### What to work on
Count up the lines below containing the word "blue", and give the result with no other words.

___ Data for this task

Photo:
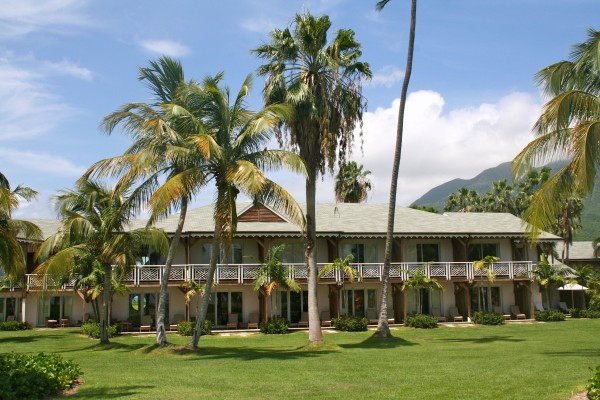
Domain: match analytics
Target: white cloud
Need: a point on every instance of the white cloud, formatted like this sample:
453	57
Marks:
166	47
40	162
21	17
386	76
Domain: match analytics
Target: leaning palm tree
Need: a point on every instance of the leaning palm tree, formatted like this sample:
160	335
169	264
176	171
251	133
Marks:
322	81
238	138
352	184
94	229
12	259
568	127
383	329
166	167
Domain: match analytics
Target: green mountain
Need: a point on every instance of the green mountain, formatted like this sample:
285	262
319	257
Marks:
482	183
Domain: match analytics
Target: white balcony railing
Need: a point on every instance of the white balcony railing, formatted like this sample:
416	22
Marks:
246	273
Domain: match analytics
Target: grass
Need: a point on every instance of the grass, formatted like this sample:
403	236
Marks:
515	361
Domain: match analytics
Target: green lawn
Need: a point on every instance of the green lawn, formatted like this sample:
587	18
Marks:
515	361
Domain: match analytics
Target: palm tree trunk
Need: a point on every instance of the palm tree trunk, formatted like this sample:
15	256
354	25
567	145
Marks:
315	335
104	321
208	291
383	329
161	335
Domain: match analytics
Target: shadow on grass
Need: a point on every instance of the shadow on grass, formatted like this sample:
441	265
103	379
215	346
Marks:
110	392
376	342
482	340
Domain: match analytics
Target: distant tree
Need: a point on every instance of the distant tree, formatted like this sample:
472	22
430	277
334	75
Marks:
352	184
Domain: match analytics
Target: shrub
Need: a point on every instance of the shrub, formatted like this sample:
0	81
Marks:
350	324
593	387
15	326
35	376
92	329
421	321
187	328
549	316
277	327
486	318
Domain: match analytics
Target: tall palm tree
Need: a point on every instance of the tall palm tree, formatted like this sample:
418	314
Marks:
569	127
352	184
12	259
166	167
94	229
238	138
383	329
322	81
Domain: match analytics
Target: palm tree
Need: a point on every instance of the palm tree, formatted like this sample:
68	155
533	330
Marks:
568	128
322	81
419	280
344	268
166	166
549	276
12	259
274	274
352	184
238	139
383	329
94	230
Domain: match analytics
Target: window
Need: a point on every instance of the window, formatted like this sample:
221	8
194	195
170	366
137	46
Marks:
428	252
363	253
478	251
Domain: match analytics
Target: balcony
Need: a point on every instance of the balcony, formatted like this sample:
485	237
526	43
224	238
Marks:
246	273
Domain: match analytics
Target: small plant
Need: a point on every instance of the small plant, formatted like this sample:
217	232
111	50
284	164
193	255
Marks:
350	324
593	387
186	328
277	327
35	376
486	318
15	326
421	321
549	316
92	329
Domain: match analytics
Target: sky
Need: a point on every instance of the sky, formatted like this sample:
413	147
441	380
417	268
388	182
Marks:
65	64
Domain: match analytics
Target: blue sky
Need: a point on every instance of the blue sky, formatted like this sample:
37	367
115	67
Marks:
64	64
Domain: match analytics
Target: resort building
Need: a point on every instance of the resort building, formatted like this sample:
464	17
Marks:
442	246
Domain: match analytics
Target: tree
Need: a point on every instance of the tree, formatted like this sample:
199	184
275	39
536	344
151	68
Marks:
166	166
383	329
274	274
343	267
549	275
237	138
94	229
12	259
352	184
322	81
568	127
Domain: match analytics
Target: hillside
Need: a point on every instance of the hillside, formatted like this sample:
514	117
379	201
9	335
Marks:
482	183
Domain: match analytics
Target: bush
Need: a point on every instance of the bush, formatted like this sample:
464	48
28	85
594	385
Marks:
350	324
35	376
187	328
277	327
485	318
549	316
421	321
92	329
593	387
15	326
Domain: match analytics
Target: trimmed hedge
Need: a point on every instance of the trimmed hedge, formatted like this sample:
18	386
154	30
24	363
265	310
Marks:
35	376
549	316
486	318
421	321
15	326
350	324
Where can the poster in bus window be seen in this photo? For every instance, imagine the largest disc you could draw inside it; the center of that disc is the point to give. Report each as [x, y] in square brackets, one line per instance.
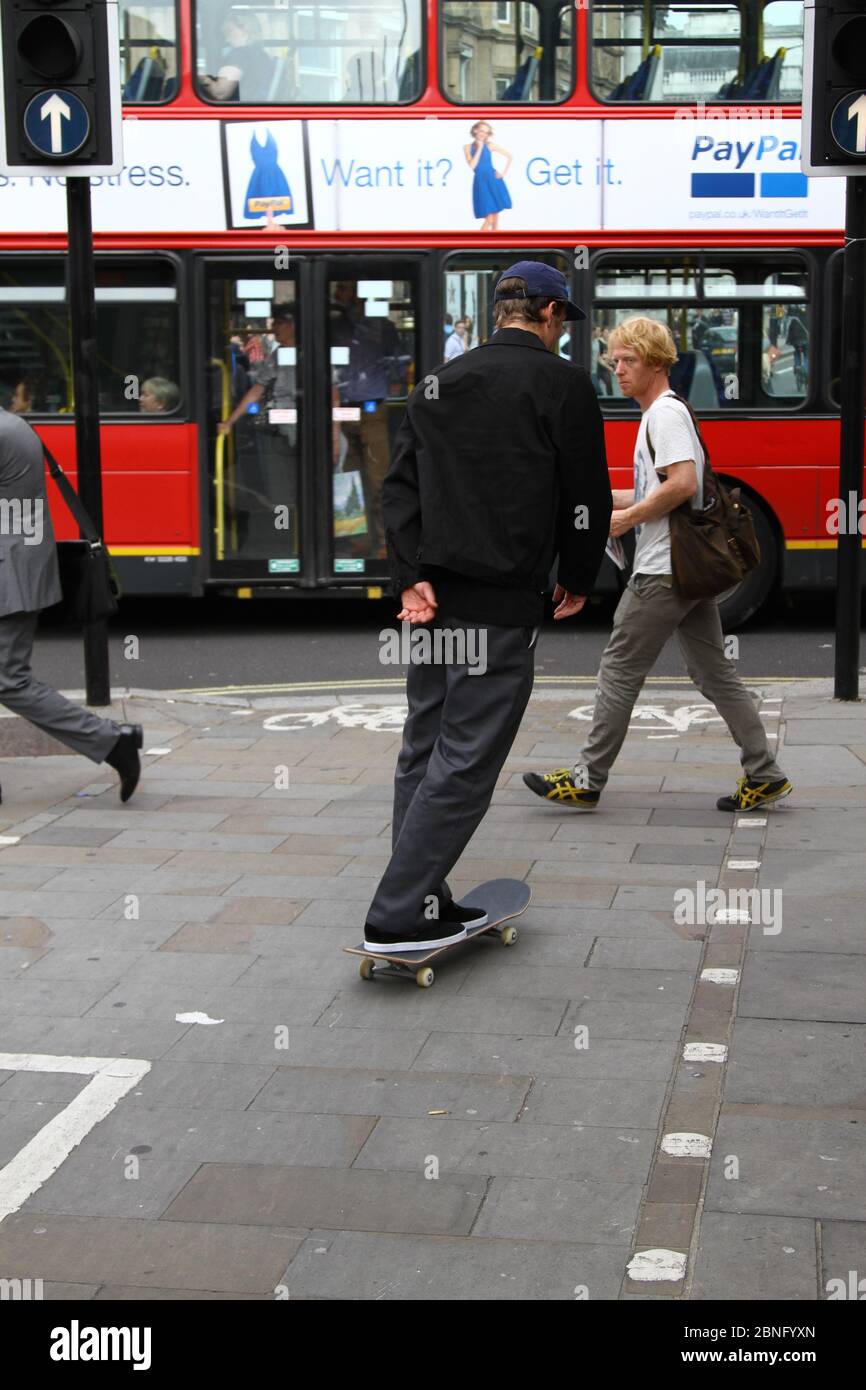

______

### Expected answer
2